"""

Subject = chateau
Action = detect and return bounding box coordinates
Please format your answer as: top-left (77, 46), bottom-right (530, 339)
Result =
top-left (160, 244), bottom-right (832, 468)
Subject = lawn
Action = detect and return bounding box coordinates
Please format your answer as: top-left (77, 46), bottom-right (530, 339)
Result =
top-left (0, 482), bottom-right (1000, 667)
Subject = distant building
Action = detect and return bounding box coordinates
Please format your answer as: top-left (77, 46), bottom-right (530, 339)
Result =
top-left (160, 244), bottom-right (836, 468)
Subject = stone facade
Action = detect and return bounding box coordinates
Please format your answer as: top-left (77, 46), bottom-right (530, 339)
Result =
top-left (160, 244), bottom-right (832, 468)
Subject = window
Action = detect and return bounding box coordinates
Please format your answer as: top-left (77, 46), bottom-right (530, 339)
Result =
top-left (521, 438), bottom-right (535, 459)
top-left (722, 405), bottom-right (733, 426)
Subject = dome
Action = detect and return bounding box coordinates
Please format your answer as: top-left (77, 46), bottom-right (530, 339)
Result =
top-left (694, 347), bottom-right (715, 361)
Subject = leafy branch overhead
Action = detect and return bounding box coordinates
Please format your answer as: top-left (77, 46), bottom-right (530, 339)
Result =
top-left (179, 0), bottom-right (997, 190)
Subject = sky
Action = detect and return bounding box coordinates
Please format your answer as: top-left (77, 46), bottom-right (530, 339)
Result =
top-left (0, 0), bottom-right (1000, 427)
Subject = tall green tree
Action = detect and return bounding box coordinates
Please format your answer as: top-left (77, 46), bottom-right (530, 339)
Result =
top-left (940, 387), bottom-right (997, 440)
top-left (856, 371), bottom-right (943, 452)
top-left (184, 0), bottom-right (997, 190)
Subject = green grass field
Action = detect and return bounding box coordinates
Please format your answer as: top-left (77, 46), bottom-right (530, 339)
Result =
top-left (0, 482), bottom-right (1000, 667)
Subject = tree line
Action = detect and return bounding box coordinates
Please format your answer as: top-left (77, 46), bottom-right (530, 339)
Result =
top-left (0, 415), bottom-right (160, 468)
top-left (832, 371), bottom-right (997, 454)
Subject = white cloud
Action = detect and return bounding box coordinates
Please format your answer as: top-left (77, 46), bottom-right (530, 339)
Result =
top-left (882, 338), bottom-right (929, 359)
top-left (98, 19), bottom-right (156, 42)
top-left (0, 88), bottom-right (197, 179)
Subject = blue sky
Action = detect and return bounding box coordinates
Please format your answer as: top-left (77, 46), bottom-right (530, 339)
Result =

"""

Given request: Copy the whole listing above line for line, without changing a single character.

Reply to the task:
Subject = chateau
Action = detect and return bounding box coordinates
Please format your answer as: top-left (77, 46), bottom-right (530, 339)
Result =
top-left (160, 244), bottom-right (832, 468)
Subject = lawn
Action = detect and return bounding box coordinates
Please format your answer as: top-left (77, 46), bottom-right (530, 339)
Result =
top-left (0, 482), bottom-right (1000, 667)
Subject = distant building
Action = detect and return bounding box coordinates
Please format your answer as: top-left (77, 46), bottom-right (530, 339)
Result =
top-left (160, 244), bottom-right (836, 468)
Subject = stone facade
Action = detect and return bounding box coordinates
Please format your answer as: top-left (77, 46), bottom-right (530, 339)
Result =
top-left (160, 244), bottom-right (832, 468)
Subject = window
Action = detect and return bounding box coordinates
Please format your answer as: top-left (77, 46), bottom-right (530, 339)
Result =
top-left (521, 438), bottom-right (535, 459)
top-left (722, 405), bottom-right (733, 426)
Subject = dome
Action = detect and return bounding box coordinates
Please format your answer as: top-left (77, 46), bottom-right (530, 339)
Result =
top-left (694, 347), bottom-right (715, 361)
Subject = leafy branch overhead
Action = detect and return bounding box coordinates
Please format your answer as: top-left (77, 46), bottom-right (530, 339)
Result =
top-left (179, 0), bottom-right (997, 190)
Subject = sky
Action = detect and return bounding box coordinates
Please format your answer as: top-left (77, 46), bottom-right (530, 339)
Result =
top-left (0, 0), bottom-right (1000, 427)
Subject = tall green tree
Action = detect and return bounding box coordinates
Please format your answer as: top-left (77, 46), bottom-right (530, 339)
Result =
top-left (940, 387), bottom-right (997, 440)
top-left (856, 371), bottom-right (943, 452)
top-left (184, 0), bottom-right (997, 190)
Subject = green grass field
Action = detect and return bounding box coordinates
Please format your answer as: top-left (77, 46), bottom-right (530, 339)
Result =
top-left (0, 482), bottom-right (1000, 667)
Subject = tree line
Action = detect and return bounding box coordinates
Please format your answer as: top-left (77, 46), bottom-right (530, 339)
Result =
top-left (0, 415), bottom-right (160, 468)
top-left (832, 371), bottom-right (997, 454)
Subject = white cloud
Action = detect and return bounding box coordinates
Please format your answer as: top-left (77, 46), bottom-right (530, 339)
Result =
top-left (882, 338), bottom-right (929, 359)
top-left (98, 19), bottom-right (156, 42)
top-left (0, 88), bottom-right (197, 179)
Subject = blue sky
Action = detect and return bounding box coordinates
Please format your answer as: top-left (77, 46), bottom-right (530, 339)
Result =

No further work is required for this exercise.